> _What you need to do_
For each line of the listing that holds "target", show the full line.

> _Input data_
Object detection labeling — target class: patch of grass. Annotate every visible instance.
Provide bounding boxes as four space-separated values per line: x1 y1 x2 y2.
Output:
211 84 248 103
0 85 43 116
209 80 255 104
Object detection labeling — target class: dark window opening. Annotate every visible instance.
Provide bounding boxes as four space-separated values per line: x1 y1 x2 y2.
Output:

==

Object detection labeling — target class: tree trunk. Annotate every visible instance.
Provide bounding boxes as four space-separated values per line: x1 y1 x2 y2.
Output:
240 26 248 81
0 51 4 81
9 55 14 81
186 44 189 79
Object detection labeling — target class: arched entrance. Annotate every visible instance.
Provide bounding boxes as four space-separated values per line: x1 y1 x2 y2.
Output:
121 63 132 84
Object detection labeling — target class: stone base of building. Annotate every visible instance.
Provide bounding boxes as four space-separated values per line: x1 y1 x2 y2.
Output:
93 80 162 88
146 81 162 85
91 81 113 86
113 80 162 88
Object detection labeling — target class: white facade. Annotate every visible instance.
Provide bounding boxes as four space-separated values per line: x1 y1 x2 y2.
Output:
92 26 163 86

==

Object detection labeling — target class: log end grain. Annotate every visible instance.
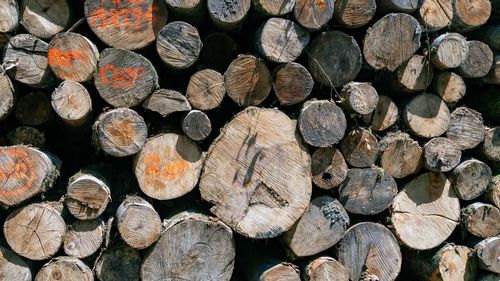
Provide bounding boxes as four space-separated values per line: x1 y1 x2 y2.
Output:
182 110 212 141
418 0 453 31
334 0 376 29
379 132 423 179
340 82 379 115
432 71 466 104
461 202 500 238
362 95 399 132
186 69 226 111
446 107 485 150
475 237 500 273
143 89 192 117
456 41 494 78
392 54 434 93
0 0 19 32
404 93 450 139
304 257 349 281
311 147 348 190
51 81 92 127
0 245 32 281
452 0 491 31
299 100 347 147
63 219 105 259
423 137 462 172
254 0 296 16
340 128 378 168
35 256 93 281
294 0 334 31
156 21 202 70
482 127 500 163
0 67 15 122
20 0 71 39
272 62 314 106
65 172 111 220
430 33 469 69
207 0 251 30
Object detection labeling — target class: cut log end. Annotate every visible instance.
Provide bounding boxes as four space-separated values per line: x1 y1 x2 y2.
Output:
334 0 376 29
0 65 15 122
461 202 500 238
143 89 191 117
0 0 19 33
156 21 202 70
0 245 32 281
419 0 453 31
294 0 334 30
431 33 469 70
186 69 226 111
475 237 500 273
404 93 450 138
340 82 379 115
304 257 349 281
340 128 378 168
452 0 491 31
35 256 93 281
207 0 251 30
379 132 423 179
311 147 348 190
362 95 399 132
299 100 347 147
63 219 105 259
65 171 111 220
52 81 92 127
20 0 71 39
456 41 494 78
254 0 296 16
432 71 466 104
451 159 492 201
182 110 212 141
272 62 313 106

> _Reply to the exercise_
Object detection labeling — target class: patch of grass. Annotate every visible instance.
Object detection labeling — target class: dark window opening. Annotate every visible instance.
Object detection labeling — target class: tree trunk. Annotate every visible instance.
Object detection labeling — target class: arched entrance. Annotate every visible instance.
Object detection labeling — target class: stone base of building. Annotate every visible instance.
Object detection labeling — target class: white facade. Annotate every visible instance.
Object detection labeling — target class: log end grain. Annotate every visible instance.
Object detection labeling — target class: cut log end. Annotate every visible instance.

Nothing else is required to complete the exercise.